▸ What this task involves:
In the material below, find each line holding the string "before" and copy it.

▸ Materials provided:
++++++++

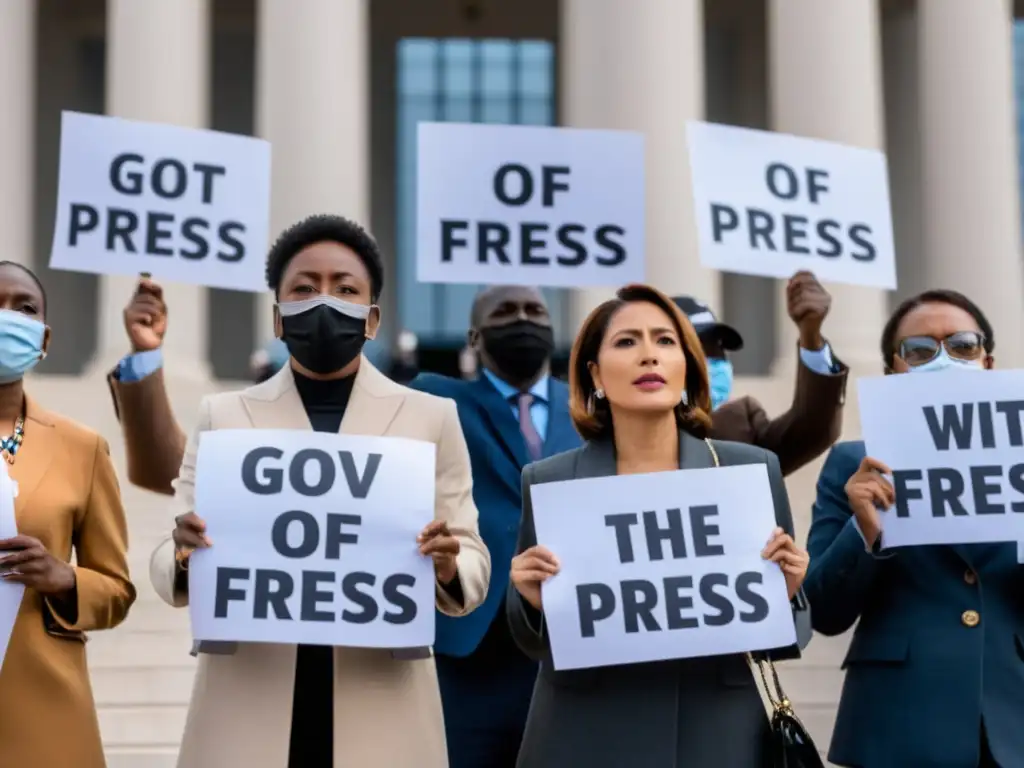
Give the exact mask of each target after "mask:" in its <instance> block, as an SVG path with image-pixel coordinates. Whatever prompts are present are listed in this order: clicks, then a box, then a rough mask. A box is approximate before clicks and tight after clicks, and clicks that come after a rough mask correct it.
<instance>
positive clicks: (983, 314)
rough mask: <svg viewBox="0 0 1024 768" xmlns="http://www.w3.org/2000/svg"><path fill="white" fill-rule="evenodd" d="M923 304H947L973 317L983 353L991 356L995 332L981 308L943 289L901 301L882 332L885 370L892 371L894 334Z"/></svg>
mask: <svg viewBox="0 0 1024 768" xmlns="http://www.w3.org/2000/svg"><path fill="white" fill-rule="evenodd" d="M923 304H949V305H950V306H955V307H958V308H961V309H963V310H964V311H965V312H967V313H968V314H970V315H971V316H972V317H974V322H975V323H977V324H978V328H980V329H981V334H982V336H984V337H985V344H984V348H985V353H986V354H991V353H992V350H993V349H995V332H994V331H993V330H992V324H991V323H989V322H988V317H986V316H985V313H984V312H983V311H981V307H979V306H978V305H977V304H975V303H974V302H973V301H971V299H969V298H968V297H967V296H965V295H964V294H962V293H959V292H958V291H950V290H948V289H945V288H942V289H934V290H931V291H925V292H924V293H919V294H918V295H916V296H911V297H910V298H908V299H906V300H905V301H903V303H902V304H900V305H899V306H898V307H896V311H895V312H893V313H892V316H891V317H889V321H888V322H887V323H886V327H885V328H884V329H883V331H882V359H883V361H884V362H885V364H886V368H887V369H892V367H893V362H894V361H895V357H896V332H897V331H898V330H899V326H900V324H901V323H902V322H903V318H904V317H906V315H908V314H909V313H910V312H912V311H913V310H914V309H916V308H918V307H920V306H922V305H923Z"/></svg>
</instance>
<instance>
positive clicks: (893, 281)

++++++++

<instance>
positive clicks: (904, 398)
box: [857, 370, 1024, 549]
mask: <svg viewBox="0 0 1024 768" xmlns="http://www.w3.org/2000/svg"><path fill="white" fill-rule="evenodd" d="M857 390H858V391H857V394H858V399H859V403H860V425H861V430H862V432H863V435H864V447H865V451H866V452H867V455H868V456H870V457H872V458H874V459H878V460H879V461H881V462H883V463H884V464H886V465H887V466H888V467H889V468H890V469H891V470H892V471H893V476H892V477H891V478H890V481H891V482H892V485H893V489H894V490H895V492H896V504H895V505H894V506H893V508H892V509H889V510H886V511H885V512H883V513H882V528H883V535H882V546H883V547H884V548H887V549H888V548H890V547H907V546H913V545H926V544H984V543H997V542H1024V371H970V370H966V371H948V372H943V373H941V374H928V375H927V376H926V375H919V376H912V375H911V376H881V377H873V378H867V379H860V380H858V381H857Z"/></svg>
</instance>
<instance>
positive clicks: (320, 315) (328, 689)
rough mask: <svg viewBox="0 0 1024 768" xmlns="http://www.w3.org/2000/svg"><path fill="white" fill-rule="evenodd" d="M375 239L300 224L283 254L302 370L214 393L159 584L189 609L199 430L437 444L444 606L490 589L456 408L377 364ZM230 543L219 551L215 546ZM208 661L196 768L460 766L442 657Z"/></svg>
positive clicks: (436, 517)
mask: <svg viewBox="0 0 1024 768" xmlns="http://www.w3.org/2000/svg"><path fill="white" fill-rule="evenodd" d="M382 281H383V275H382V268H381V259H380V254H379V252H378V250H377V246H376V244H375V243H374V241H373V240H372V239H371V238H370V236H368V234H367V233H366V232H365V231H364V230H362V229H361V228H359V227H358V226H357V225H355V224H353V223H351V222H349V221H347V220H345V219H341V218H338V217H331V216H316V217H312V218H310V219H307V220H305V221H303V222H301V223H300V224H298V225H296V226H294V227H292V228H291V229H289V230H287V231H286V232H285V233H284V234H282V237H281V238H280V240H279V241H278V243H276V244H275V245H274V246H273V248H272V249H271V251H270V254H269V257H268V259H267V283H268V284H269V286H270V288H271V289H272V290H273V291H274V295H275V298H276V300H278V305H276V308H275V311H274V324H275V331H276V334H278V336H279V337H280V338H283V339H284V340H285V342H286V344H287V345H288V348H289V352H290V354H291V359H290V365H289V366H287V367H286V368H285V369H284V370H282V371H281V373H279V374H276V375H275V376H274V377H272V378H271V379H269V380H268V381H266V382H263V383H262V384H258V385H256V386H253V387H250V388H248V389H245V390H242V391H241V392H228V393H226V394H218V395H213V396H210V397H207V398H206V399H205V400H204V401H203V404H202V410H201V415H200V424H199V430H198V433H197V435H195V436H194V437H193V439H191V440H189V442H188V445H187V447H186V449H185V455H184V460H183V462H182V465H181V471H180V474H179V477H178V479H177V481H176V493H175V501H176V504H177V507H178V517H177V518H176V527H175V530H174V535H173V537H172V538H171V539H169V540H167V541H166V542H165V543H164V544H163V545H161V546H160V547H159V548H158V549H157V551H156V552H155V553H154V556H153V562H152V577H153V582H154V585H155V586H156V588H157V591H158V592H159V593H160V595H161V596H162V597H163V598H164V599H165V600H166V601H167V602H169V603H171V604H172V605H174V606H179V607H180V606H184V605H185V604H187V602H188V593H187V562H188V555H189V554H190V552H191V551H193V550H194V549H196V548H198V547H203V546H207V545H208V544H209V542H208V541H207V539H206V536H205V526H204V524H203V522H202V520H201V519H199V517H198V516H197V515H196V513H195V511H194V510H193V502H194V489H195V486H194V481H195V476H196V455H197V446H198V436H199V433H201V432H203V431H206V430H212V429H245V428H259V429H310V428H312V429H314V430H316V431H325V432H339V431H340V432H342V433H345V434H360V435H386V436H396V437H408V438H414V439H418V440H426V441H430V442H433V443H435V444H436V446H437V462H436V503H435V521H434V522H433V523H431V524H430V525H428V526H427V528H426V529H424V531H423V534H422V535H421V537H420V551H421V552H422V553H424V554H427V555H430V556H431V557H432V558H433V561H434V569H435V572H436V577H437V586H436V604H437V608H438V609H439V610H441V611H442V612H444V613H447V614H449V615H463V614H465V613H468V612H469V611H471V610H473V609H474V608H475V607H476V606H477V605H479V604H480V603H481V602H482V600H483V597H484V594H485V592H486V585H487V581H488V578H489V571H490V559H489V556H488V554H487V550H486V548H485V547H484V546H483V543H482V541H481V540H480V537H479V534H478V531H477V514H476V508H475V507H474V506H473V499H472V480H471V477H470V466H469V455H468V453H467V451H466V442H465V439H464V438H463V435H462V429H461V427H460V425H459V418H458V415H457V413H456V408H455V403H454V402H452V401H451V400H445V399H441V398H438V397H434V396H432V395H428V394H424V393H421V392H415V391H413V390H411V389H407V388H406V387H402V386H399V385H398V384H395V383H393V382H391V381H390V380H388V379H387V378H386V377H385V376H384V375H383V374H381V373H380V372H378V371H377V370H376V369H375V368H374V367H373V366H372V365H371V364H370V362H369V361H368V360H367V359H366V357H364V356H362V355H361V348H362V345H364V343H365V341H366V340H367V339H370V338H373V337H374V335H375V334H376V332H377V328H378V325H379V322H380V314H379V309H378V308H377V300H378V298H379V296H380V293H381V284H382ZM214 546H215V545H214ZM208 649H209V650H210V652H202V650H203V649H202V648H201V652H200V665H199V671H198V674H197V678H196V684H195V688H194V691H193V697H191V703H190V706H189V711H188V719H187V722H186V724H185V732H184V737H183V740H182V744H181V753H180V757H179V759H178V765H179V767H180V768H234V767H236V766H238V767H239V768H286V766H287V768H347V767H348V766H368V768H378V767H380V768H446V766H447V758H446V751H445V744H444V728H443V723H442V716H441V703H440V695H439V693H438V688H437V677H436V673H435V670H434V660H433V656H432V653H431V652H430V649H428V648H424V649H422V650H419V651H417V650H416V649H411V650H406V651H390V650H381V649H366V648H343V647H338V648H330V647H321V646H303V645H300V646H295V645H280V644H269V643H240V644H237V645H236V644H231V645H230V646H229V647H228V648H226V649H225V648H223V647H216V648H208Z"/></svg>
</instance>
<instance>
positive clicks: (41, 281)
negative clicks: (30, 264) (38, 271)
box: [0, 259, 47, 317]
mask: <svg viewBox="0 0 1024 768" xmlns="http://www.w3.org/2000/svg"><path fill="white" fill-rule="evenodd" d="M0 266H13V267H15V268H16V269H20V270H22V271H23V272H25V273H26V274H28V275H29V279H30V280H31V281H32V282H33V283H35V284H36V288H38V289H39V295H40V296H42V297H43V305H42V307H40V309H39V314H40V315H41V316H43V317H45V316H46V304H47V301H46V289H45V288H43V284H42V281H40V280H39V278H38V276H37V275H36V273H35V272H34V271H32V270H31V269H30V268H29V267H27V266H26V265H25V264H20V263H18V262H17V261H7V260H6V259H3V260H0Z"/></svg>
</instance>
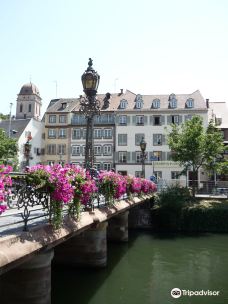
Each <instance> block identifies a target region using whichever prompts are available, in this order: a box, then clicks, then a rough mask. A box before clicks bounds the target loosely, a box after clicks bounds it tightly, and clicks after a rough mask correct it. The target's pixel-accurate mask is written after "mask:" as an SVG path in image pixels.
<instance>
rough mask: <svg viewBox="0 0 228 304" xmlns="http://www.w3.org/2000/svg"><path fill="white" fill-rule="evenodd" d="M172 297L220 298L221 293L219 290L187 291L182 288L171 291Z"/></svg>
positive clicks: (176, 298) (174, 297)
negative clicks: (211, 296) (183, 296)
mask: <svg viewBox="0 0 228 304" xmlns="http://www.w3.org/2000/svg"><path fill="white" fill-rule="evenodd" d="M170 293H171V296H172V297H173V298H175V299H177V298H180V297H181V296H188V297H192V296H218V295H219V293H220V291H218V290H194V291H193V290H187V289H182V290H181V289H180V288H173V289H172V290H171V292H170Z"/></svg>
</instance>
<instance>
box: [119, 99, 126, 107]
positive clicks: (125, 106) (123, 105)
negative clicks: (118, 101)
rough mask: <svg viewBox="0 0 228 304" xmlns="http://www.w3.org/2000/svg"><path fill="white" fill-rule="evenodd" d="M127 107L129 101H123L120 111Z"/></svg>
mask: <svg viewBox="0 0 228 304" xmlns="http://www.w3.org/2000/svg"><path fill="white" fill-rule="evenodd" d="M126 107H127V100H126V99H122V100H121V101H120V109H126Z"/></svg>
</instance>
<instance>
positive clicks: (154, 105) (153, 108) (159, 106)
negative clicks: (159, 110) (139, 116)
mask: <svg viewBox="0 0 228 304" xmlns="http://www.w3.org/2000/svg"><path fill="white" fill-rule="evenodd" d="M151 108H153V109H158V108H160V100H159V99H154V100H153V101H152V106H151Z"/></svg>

++++++++

▸ Exercise solution:
Give the exact mask of each target after "mask:" in its <instance> block, as an SVG path with image-pixel coordinates. Whatever prompts are present are listed in this order: clicks, then a box, then a rough mask. A box is approximate before clicks and tight after clicks, and clicks that come after a rough mask correct it.
Each <instance> block identifies a target region using whichever prompts are available, in this order: a box, then clicks, then a rough mask. A box before clicks bounds the target loosely, a box after clicks bounds it tightly, and clicks after a rough mask correct it. The target's pixel-accurate mask is written after "mask:" as an SVG path in image pixels.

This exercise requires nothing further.